• _PROVIDED RECORDS_
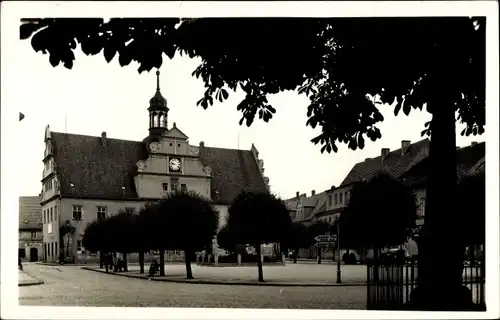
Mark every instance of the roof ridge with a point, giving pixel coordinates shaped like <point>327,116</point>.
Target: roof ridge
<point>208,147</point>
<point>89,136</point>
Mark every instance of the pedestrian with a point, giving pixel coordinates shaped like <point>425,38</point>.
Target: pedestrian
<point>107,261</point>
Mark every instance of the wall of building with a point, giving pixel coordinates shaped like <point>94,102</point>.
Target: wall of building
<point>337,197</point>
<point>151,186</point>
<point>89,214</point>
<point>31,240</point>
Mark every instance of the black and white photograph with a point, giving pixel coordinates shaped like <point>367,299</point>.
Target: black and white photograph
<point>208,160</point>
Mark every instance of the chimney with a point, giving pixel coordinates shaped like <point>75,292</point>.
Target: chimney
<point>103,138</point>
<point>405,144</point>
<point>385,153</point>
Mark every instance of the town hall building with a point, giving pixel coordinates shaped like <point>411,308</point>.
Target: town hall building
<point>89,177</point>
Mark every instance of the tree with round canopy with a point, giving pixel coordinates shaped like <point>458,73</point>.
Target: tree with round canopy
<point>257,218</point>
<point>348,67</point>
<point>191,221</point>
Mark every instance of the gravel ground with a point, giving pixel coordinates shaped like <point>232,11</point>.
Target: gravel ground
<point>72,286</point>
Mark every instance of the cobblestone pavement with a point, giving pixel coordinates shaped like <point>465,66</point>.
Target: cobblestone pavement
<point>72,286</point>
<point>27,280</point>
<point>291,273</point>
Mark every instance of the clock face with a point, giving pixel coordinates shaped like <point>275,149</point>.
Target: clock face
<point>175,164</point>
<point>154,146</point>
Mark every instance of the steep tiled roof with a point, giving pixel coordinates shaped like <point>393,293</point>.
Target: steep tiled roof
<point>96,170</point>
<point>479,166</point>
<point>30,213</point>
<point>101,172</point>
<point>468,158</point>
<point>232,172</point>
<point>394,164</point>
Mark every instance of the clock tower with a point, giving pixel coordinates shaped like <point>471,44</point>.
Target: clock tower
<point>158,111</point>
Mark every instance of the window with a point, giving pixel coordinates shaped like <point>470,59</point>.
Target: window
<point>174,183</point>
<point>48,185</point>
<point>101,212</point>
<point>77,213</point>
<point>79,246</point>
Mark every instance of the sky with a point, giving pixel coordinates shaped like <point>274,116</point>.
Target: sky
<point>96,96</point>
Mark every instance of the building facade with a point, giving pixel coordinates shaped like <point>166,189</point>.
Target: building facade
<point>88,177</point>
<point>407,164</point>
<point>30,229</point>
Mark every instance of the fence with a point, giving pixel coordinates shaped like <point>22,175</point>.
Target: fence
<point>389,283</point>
==
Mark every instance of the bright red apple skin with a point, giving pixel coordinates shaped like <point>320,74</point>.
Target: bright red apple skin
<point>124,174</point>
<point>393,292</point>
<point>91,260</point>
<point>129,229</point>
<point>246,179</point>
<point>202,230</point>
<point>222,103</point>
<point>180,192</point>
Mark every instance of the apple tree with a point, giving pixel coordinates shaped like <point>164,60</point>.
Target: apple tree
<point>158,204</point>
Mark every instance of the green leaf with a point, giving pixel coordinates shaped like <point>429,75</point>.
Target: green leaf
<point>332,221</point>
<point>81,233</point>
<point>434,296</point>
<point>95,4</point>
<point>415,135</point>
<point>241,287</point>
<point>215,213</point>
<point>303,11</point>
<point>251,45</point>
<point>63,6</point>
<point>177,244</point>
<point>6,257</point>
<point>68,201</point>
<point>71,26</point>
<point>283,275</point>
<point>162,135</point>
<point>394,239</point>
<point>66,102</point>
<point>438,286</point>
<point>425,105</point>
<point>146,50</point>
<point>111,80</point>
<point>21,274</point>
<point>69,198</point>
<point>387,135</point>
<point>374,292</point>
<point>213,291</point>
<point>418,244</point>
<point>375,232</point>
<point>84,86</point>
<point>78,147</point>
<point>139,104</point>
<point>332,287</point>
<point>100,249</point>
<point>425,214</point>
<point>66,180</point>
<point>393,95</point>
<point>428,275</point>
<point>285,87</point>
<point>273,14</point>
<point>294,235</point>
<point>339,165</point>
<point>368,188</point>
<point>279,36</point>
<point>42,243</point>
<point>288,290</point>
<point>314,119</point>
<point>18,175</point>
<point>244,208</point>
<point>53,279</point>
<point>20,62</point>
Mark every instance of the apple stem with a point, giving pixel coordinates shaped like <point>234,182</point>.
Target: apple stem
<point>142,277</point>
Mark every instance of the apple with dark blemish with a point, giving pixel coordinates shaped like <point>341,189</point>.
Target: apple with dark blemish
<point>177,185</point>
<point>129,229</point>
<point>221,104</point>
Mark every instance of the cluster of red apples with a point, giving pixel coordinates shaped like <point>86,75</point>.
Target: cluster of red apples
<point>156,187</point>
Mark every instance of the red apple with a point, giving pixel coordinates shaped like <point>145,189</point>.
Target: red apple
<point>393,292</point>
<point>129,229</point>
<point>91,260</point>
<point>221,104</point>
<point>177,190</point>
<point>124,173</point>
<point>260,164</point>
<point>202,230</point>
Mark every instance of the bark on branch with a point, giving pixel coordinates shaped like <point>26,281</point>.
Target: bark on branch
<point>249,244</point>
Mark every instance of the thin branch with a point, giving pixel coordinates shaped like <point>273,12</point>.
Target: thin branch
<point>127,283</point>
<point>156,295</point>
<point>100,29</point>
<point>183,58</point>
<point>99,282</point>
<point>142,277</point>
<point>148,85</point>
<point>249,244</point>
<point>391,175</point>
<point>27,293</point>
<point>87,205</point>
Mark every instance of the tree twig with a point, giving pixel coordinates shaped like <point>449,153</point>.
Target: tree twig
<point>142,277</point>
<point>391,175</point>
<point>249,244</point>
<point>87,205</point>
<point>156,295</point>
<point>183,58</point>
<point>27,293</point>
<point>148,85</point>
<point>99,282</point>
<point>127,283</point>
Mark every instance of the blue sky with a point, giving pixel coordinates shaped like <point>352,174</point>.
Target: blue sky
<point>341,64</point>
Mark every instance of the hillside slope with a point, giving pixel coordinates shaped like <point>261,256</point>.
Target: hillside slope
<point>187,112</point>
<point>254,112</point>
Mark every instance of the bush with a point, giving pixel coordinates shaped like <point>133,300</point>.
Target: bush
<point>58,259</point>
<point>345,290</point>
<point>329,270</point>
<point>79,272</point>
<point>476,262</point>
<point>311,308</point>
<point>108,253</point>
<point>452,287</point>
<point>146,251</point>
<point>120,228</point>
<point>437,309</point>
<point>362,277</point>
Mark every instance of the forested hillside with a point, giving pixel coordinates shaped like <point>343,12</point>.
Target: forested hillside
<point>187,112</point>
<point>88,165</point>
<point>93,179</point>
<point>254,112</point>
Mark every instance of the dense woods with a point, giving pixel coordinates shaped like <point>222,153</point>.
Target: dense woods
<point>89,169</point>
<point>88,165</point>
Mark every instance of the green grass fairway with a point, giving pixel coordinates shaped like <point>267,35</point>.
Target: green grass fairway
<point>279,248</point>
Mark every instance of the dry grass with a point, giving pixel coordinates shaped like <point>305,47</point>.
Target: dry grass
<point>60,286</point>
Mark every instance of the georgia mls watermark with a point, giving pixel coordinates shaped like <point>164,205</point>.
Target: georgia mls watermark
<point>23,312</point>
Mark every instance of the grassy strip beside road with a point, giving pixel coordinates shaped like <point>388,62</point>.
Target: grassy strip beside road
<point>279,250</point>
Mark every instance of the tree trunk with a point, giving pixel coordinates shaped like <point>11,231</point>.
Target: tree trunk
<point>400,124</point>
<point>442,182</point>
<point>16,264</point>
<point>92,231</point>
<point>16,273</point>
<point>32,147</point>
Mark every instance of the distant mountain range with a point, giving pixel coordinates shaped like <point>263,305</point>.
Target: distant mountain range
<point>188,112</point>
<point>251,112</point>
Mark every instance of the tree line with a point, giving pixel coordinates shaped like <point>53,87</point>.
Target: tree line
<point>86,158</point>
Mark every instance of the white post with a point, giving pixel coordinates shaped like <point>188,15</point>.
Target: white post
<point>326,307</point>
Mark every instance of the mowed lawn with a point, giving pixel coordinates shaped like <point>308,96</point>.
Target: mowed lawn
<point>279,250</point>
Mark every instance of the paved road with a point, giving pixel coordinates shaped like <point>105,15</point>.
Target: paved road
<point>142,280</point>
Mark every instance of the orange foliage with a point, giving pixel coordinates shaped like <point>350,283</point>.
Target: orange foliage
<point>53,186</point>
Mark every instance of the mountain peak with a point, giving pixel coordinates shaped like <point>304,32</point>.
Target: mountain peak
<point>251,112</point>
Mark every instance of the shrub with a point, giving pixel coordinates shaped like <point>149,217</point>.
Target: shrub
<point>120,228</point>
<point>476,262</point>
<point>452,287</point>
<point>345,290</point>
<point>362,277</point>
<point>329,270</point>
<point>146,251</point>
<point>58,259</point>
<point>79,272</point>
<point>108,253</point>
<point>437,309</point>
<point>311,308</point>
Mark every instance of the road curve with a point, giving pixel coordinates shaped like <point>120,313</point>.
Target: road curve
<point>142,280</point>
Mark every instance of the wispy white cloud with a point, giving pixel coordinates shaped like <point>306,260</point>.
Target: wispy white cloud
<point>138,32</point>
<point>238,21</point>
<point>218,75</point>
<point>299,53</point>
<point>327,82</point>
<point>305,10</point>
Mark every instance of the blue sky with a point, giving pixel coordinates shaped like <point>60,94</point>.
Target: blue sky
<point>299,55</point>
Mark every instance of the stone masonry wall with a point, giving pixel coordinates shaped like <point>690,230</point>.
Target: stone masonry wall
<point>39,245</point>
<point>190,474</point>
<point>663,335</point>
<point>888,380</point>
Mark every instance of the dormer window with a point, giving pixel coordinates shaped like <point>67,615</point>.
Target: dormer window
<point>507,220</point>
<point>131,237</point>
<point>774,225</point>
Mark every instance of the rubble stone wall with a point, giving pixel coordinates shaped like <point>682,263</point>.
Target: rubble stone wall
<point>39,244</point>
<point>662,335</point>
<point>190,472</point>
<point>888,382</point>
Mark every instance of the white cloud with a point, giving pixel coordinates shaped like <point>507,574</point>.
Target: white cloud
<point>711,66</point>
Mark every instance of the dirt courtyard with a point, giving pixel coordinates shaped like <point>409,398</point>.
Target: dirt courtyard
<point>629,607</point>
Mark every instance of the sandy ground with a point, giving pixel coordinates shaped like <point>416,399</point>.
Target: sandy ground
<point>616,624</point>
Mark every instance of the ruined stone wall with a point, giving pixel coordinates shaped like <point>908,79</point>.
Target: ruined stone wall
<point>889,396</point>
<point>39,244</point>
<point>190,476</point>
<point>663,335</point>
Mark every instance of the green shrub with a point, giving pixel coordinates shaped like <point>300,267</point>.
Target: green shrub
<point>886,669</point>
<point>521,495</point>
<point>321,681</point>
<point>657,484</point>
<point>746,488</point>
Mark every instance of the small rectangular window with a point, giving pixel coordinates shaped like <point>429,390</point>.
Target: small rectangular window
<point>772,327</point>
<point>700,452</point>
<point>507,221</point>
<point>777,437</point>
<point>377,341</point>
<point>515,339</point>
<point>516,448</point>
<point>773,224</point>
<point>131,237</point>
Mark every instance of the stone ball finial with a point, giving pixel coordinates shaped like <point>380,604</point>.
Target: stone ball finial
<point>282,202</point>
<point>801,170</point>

• _STATED PROBLEM_
Output the lines from the one containing "Mark every instance of the stone ball" up to and including the one containing "<point>801,170</point>" as a JSON list of strings, one string per line, leaving out any blank lines.

• _TASK SOLUTION_
[
  "Mark every instance of the stone ball finial with a point, giving pixel coordinates shaped like <point>380,604</point>.",
  "Target: stone ball finial",
  "<point>282,202</point>",
  "<point>801,170</point>"
]